The Ballaghaderreen forward was attending last Tuesday’s announcement of McKeever Sports as an official GAA teamwear supplier.
“I walked into Croke Park today, saw the stadium. Would I love to go out kicking ball? Of course I would. But, sure, listen, these things happen,” he said.
“[Coaching] was always a thing I was going to try. It’s something I’d have really good respect for.
“I have massive respect for coaching in general because I don’t think anyone knows who’s going to be good at it.
“I’m going into coaching now and I’m giving myself five years and if I’m not good enough I’ll move along then, because I genuinely don’t know.
“I did the under-20s and thought I did some things really well and other things I’d be like, ‘Mmmm’. You’d know if you’re helping them out or not.
“I’ll go and assess and do a few things and come back and the goal is to be involved in your own county at senior level.
“But I’ll go away and do a few years somewhere else first before I go near that.”
To become an elite coach is a goal of Moran’s. In particular, it’s his ultimate ambition to coach or manage the Mayo senior footballers.
“The aim is to do something like that but again, there’s an awful lot of pitfalls in it,” he said. “Donie Buckley did six years non-stop with us while, when I look at it now, I did three or four months with the Mayo under-20s. For people not to be getting stale in four months was tough, and Donie Buckley managed to avoid that for a six-year stint.
“There’s such a road ahead of us and the important thing is to not just rush in but to take your time and kind of learn as much as you can learn and then move it on from there.”
Moran is making plenty of inroads already and has got stuck in with the Ballaghaderreen senior team.
“I took my first session last Sunday week with Barry Maguire. The two of us will do it together. And he’s still kicking away too. I’ll do a bit of playing as well. In the coaching game, I believe that if you do go into it you don’t have time to waste.

Data shown >>
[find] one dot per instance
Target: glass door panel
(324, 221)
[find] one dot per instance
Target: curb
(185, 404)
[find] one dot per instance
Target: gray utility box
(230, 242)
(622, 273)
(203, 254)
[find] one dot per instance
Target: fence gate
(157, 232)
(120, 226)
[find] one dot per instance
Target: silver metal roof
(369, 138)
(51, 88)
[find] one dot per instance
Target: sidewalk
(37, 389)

---

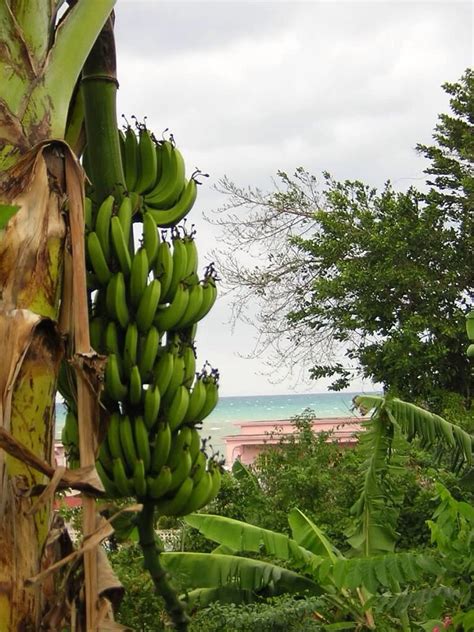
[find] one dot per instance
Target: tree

* * *

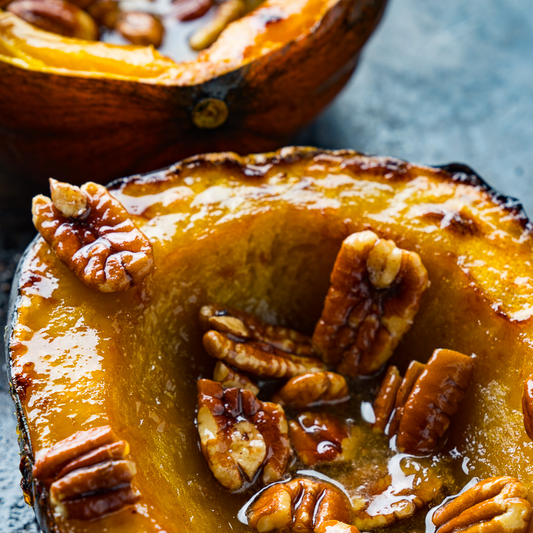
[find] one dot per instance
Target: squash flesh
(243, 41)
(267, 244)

Tasks to complete >>
a) In the text about Moran's move into coaching, how many years is he giving himself to find out whether he is good enough at it?
b) Resume the text about Moran's move into coaching, starting after its final sentence.

Answers for each item >>
a) Five years.

b)
“We got beat on penalties in the under-20s on February 8 against Galway and if I don’t coach now until next November that’s 10 months that I’m missing. I don’t think you can do it in your game, I don’t think you can do it in the coaching game, you have to be learning.
“Even the new kick-out rule, the new mark rule, if you miss 10 months of coaching that, then you’re 10 months behind.”
Until the Government and, subsequently, sporting organisations, acted decisively in response to the Coronavirus outbreak, Mayo were expecting to be playing make-or-break Division 1 matches against Galway last Sunday and Tyrone this weekend. A suspension, however, of all GAA activity until after March 29 at the earliest, has left the whole National Football League season in the balance.
When or if the campaign does resume, Moran believes Galway would love nothing better than to assist in Mayo’s relegation from the top flight, with maximum points for the Green and Red from both fixtures not even carrying the absolute guarantee of safety.
“Ballaghaderreen has a funny relationship with Galway because of Johnno [O’Mahony]. He brought the Sam Maguire to St Nathy’s College in ’98 when they won it. We followed Joyce, Donnellan and these boys because Johnno was our coach in school and he was the coach of Galway, so we followed them all through that era.
“We got John O’Mahony in his pomp when he was the best manager in Ireland. We were very, very lucky. But it doesn’t hide the fact that I’m sure Padraic Joyce would absolutely love to do one on Mayo when they play.
“I do think that Mayo are ready. I do think James [Horan] is building a nice team. I think he’s providing young players… it reminds me a bit of 2010. In 2010 we got to a league final and then we lost to Sligo and Longford [in the championship]. But look at all the players who played; Donie Vaughan, Aidan O’Shea, Seamie O’Shea, that was all their breakthrough year. Hopefully,2020 is that year, so that when James comes into 2021 he’ll be pushing them on.”